◆ **Belge**:

§

|
|
|
|
|
|
'Okan puan alamaz çünkü şişman'
-Bu yarışmaya bir yandan spor deniyor, diğer yandan polemikler patlıyor. Biri seyirciyi enayi yerine mi koymaya çalışıyor? - Hayır. Ama buz pateni de kolay bir şey değil. Ünlü olarak buna cesaret etmek de kolay değil. Tabii onlar da kendi reklamlarını yapmak için oradalar.
- O zaman siz de göz göre göre Tuğba Ekinci'nin oyununa mı geldiniz? - Şimdi başkalarının sırtından reklam yapamazlar. Kadın oradan "Size söylüyorum Sema Hanım," dediği zaman ben de cevap veririm.
- Ama kadının amacı zaten sizi kışkırtmak. -
Bu karakter meselesidir, ben kendime hakaret ettirmem.
- Siz yeni Armağan Çağlayan mısınız? - O ben değilim, Ayşe Arman!
- Buradan öyle gözükmüyor. - En başında Armağan Çağlayan olmaya oynadı ama olmadı.
- Siz kimi oynuyorsunuz? - Ben kendimi oynuyorum. Televizyonda mı, evimin salonunda mı yapıyorum benim için aynı!
- Sizi neden jüri üyesi yaptılar? - İyi karar veririm ve 20 sene yurtdışında yaşadım en sevdiğim spor buz patenidir.
- Yarışmacıya duyduğunuz sempati, verdiğiniz puanı etkiliyor mu? - Asla! Etkileseydi, Tuğba'ya geçen hafta 3 vermezdim. Çok güzel kaysın 6 da veririm!
- Okan Karacan, annesini tanıyorsunuz diye Mehmet Aslan'ı kayırdığınızı söyledi. - Okan, polemik yapmak istedi.
- Neden Okan istediği puanı alamıyor? - Nasıl yapsın, şişman! Zorla olmuyor.

§

◆ **Sağlanan liste**:
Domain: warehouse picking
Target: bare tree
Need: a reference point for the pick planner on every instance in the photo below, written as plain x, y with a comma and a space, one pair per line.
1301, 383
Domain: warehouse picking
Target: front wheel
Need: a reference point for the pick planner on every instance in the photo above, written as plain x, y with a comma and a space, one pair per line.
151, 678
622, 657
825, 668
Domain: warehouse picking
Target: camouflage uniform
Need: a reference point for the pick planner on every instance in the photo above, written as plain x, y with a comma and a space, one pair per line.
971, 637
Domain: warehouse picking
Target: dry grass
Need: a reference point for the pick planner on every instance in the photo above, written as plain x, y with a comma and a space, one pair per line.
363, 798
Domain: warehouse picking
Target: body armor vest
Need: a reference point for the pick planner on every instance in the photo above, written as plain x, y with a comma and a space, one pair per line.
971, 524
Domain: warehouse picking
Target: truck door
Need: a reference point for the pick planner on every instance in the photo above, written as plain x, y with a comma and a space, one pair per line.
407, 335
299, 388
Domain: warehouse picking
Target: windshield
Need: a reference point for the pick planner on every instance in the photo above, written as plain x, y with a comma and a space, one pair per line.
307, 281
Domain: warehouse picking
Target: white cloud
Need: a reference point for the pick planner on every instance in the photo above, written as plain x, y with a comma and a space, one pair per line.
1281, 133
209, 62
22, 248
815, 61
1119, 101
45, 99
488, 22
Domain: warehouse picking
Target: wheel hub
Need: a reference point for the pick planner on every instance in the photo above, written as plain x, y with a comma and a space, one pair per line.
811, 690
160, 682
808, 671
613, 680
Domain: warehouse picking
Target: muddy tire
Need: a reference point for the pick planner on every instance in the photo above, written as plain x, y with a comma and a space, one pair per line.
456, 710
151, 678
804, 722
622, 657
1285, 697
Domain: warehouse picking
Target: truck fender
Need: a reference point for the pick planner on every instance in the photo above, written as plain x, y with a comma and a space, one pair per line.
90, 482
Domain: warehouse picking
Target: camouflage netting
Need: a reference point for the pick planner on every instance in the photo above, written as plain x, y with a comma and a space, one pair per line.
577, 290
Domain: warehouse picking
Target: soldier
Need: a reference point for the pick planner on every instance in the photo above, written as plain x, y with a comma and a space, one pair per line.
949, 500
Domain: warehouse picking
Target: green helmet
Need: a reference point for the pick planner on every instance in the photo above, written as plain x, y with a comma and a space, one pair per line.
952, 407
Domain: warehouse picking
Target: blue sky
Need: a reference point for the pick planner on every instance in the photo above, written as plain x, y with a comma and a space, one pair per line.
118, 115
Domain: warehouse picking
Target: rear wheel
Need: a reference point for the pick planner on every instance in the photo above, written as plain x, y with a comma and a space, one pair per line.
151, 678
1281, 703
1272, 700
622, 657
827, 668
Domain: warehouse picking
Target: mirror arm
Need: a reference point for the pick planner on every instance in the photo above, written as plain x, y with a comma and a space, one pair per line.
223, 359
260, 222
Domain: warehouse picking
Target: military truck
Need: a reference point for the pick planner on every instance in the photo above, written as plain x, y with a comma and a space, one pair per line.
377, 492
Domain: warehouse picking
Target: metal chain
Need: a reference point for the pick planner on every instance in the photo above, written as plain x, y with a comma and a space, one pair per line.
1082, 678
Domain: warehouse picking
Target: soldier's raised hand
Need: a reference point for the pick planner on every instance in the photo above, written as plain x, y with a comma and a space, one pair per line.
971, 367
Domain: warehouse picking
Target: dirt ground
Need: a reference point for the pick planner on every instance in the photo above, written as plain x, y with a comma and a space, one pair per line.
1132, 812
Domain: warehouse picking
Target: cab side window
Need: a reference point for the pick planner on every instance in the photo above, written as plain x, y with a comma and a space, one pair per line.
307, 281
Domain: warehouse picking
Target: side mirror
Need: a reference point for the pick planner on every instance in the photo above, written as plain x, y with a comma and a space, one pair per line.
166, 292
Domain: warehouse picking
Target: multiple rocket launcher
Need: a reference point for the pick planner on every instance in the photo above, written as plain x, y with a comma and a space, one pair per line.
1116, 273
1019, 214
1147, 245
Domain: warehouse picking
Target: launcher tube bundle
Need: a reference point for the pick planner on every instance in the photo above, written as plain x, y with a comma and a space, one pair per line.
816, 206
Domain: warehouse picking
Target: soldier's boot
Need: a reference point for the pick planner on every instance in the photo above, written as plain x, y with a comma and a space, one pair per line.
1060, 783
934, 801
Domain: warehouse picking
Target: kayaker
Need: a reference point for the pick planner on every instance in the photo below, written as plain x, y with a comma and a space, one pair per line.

§

◆ **Görev hedefi 1**:
Buz pateni röportajına göre konuşan kişi neden jüri üyesi yapıldığını nasıl gerekçelendiriyor? Bir ila üç cümleyle açıklayın.
◆ **Görev hedefi 2**:
Aşağıdaki ifadelerin buz pateni röportajıyla uyuşup uyuşmadığını belirleyin. Her biri için "evet" ya da "hayır" yazın ve karara temel olan sözcükleri röportajdan birebir alıntılayın.
(a) Jüri üyesi geçen hafta Tuğba'ya 6 puan verdi.
(b) Okan Karacan, jüri üyesinin Mehmet Aslan'ı kayırdığını öne sürdü.
(c) Jüri üyesine göre bir ünlünün buz patenine cesaret etmesi kolaydır.
◆ **Görev hedefi 3**:
Buz pateni röportajına göre aşağıdaki soruları yanıtlayın.
(a) Jüri üyesi, Tuğba çok güzel kayarsa kaç puan verebileceğini söylüyor?
(b) Jüri üyesine göre Okan ne yapmak istedi?
(c) Jüri üyesi kimi oynadığını söylüyor?

◆ **Tam çıktı 1**:
Konuşan kişi iyi karar verdiğini söylüyor. Ayrıca 20 yıl yurt dışında yaşadığını ve en sevdiği sporun buz pateni olduğunu belirtiyor.

◆ **Tam çıktı 2**:
(a) Hayır: "Etkileseydi, Tuğba'ya geçen hafta 3 vermezdim."
(b) Evet: "Okan Karacan, annesini tanıyorsunuz diye Mehmet Aslan'ı kayırdığınızı söyledi."
(c) Hayır: "Ünlü olarak buna cesaret etmek de kolay değil."

◆ **Tam çıktı 3**:
(a) 6
(b) Polemik yapmak istedi.
(c) Kendini.